Recorded data:
--- BEGIN ---

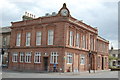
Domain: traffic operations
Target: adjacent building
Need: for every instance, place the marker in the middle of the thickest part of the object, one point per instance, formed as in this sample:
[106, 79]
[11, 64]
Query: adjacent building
[56, 41]
[5, 44]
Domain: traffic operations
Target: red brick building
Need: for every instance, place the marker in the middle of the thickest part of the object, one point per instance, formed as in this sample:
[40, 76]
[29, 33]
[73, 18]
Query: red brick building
[57, 40]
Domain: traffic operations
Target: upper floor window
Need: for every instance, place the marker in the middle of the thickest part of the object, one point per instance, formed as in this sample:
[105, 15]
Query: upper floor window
[28, 57]
[118, 55]
[84, 41]
[114, 55]
[50, 37]
[21, 57]
[4, 41]
[82, 59]
[69, 57]
[38, 38]
[98, 61]
[77, 40]
[71, 38]
[28, 34]
[54, 58]
[15, 57]
[18, 39]
[37, 57]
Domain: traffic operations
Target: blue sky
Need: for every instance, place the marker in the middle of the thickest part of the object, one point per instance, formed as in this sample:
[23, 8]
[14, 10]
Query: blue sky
[97, 13]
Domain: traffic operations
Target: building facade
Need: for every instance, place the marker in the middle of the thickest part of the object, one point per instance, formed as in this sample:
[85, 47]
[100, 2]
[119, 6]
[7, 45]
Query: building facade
[114, 62]
[56, 41]
[5, 34]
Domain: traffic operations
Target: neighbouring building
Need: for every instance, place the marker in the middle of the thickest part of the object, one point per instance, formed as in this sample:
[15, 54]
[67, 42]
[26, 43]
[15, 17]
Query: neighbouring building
[56, 40]
[5, 44]
[114, 58]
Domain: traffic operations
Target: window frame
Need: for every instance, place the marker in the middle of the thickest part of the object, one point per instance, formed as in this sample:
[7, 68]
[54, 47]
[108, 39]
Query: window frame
[22, 55]
[15, 57]
[71, 38]
[69, 58]
[18, 39]
[78, 40]
[82, 56]
[54, 55]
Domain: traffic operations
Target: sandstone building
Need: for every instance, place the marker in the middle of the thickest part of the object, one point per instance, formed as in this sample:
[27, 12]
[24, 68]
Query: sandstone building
[56, 40]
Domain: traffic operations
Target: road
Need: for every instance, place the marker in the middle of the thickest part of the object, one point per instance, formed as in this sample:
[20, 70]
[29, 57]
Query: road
[99, 74]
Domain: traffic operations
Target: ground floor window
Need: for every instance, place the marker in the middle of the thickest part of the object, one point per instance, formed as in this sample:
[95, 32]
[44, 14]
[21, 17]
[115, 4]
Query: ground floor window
[21, 56]
[105, 61]
[82, 59]
[28, 57]
[98, 61]
[37, 57]
[15, 57]
[54, 58]
[69, 58]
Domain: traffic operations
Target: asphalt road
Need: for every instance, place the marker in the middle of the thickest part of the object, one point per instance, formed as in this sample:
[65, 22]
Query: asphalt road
[99, 74]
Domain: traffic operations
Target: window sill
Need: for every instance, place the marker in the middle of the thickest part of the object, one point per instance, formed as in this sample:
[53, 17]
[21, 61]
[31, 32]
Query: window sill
[14, 62]
[53, 63]
[69, 63]
[27, 62]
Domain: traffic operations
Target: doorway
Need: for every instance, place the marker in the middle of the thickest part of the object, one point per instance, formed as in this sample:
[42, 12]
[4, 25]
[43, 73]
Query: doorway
[102, 63]
[45, 59]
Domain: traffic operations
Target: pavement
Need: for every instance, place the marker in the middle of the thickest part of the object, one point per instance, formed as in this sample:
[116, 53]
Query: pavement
[85, 74]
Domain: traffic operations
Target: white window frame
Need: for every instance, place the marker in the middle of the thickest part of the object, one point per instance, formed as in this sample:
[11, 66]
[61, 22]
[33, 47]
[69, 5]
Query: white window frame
[77, 40]
[84, 41]
[4, 41]
[54, 55]
[99, 59]
[37, 54]
[71, 38]
[28, 57]
[69, 58]
[18, 39]
[15, 57]
[21, 57]
[50, 37]
[38, 38]
[82, 59]
[28, 38]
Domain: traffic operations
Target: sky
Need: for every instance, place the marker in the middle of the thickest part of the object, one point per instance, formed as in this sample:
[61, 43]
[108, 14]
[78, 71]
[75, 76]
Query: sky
[102, 14]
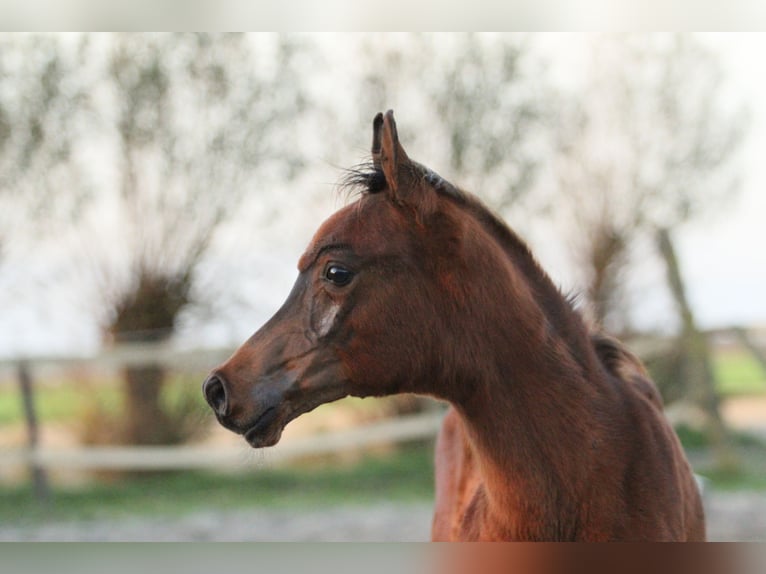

--- END ---

## Request
From the listing above, extract every line that contains the string "sill", treating uppercase and lowercase as distinct.

## Output
Target: window sill
Query: window sill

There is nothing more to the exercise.